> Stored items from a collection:
────────────────────────────────────────
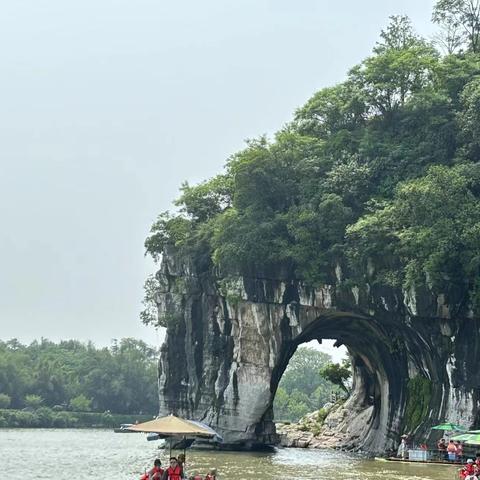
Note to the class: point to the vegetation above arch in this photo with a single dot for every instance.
(380, 169)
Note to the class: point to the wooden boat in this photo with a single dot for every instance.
(123, 428)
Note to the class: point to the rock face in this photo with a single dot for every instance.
(229, 341)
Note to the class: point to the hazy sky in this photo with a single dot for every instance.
(108, 105)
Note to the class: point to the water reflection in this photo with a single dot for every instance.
(90, 454)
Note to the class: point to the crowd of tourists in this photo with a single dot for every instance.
(175, 471)
(452, 451)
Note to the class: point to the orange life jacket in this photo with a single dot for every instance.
(153, 471)
(468, 469)
(174, 473)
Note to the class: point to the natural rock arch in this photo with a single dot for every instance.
(229, 342)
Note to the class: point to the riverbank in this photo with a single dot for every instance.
(92, 454)
(325, 428)
(45, 417)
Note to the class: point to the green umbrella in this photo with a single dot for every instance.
(473, 440)
(463, 437)
(449, 426)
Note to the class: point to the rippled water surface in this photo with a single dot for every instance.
(91, 454)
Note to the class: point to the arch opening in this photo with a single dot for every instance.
(378, 376)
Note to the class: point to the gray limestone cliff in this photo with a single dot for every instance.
(229, 341)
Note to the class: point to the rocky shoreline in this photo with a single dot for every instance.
(326, 428)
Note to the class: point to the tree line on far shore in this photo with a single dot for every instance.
(75, 376)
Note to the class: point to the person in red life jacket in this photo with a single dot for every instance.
(174, 471)
(459, 451)
(451, 451)
(154, 473)
(212, 475)
(469, 471)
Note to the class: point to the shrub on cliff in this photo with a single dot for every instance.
(380, 169)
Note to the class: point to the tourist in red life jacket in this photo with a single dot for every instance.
(469, 471)
(212, 475)
(174, 471)
(154, 473)
(459, 451)
(451, 451)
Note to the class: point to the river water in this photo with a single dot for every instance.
(92, 454)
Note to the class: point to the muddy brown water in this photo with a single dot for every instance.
(91, 454)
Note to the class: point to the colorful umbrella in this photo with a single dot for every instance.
(463, 437)
(450, 427)
(473, 440)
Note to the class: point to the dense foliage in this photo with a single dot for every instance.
(380, 171)
(302, 389)
(74, 376)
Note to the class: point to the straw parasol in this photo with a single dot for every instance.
(172, 426)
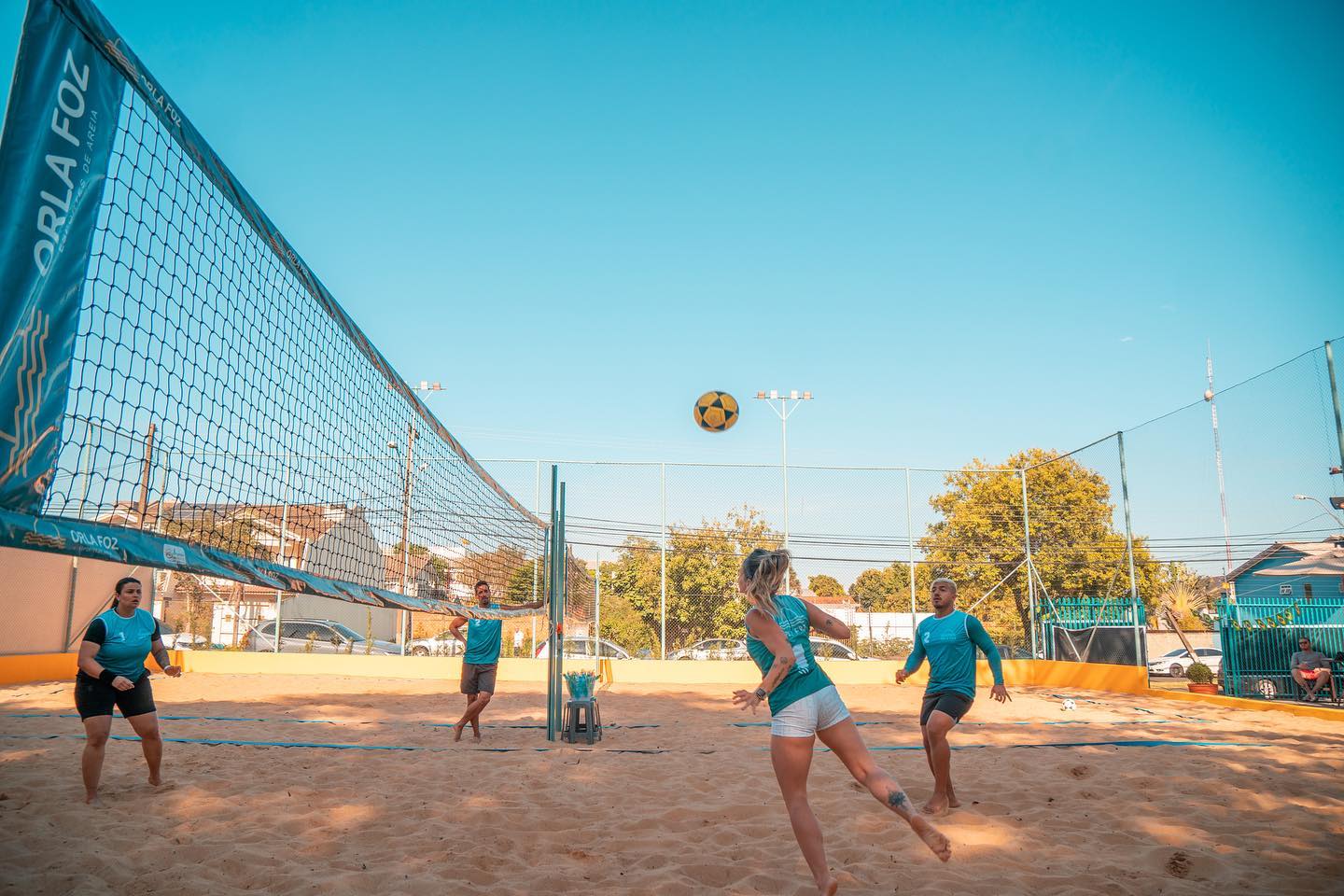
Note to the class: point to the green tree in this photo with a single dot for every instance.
(702, 577)
(1185, 594)
(888, 590)
(825, 586)
(1077, 550)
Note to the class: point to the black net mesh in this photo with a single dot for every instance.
(216, 399)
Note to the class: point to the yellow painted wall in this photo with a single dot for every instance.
(36, 666)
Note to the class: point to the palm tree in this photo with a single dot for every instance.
(1185, 595)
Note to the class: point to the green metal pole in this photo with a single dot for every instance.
(1335, 394)
(552, 593)
(1031, 578)
(562, 562)
(1129, 551)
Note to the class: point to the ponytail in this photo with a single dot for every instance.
(763, 571)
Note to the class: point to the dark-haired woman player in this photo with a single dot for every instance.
(804, 706)
(112, 673)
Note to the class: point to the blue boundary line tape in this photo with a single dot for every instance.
(301, 721)
(1126, 721)
(213, 742)
(1077, 743)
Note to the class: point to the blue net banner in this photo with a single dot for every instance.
(173, 371)
(58, 136)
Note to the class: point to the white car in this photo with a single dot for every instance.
(1175, 663)
(585, 648)
(180, 639)
(440, 645)
(712, 649)
(828, 649)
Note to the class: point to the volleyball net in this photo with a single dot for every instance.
(179, 390)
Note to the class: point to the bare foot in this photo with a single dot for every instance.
(935, 806)
(933, 838)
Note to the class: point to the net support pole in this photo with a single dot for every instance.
(663, 565)
(144, 476)
(910, 556)
(280, 553)
(537, 567)
(553, 592)
(406, 528)
(1129, 551)
(1335, 397)
(70, 603)
(1031, 581)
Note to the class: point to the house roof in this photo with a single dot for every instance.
(1307, 548)
(393, 566)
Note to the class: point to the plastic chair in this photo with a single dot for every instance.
(582, 711)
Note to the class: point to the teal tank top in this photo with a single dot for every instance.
(125, 642)
(483, 639)
(805, 678)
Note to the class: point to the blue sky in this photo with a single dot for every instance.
(968, 230)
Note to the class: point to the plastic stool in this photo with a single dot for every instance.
(592, 727)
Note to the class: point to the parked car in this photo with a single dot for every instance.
(828, 649)
(175, 639)
(1175, 663)
(585, 648)
(324, 636)
(439, 645)
(712, 649)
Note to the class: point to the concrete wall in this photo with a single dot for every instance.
(35, 595)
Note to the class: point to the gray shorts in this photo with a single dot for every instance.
(477, 678)
(805, 718)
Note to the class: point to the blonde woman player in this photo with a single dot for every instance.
(804, 706)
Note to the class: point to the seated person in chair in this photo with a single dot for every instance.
(1310, 668)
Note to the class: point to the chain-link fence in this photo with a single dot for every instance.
(1132, 525)
(1157, 516)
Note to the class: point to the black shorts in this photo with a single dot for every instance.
(479, 676)
(95, 697)
(949, 702)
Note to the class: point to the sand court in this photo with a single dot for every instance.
(678, 798)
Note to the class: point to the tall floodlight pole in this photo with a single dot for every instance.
(406, 522)
(1218, 458)
(784, 412)
(424, 388)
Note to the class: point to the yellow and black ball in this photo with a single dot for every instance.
(715, 412)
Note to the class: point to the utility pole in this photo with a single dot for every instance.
(144, 476)
(784, 413)
(406, 522)
(1218, 458)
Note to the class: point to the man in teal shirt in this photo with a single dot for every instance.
(949, 639)
(482, 660)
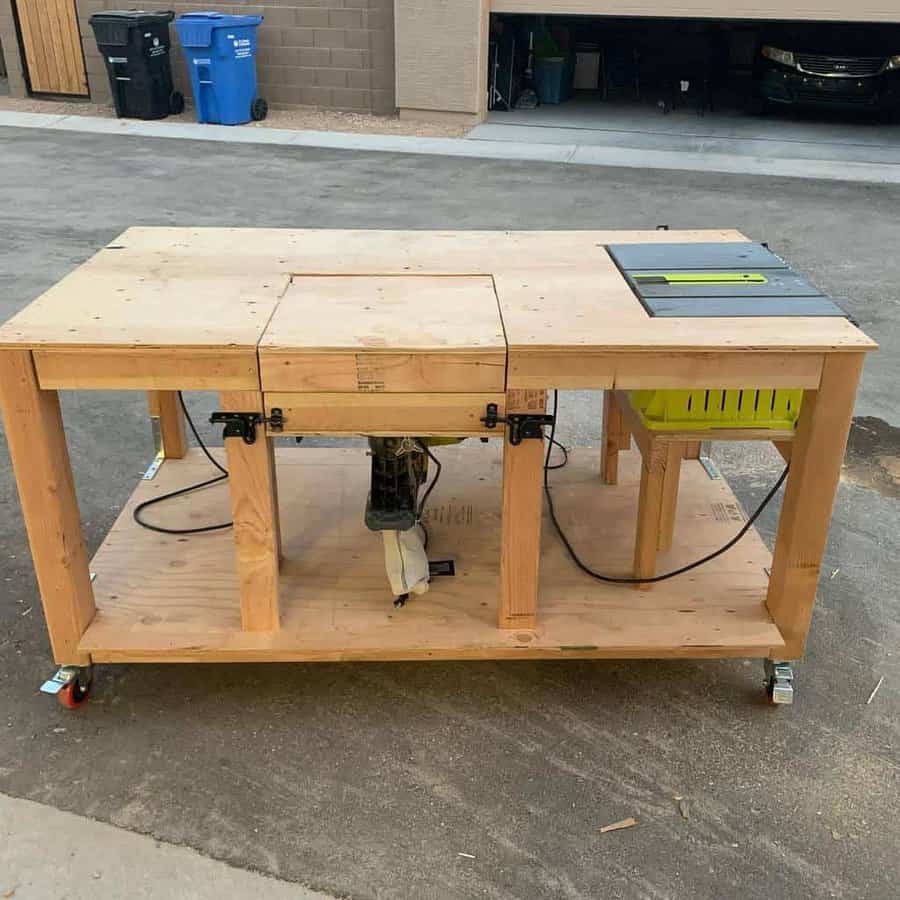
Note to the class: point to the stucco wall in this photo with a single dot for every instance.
────────────────────────────────────────
> GOAL OF THE EXERCISE: Copy the entries above exactly from the line with "Note to the class: point to the man" down to their last line, both ends included. Do not copy any pictures.

> RESPONSE AREA:
Note to the class: point to the man in teal shirt in this photo with a single dot for every instance.
(949, 639)
(482, 660)
Note to the class: point to the stucco wall in this photo with a single dot for every instance.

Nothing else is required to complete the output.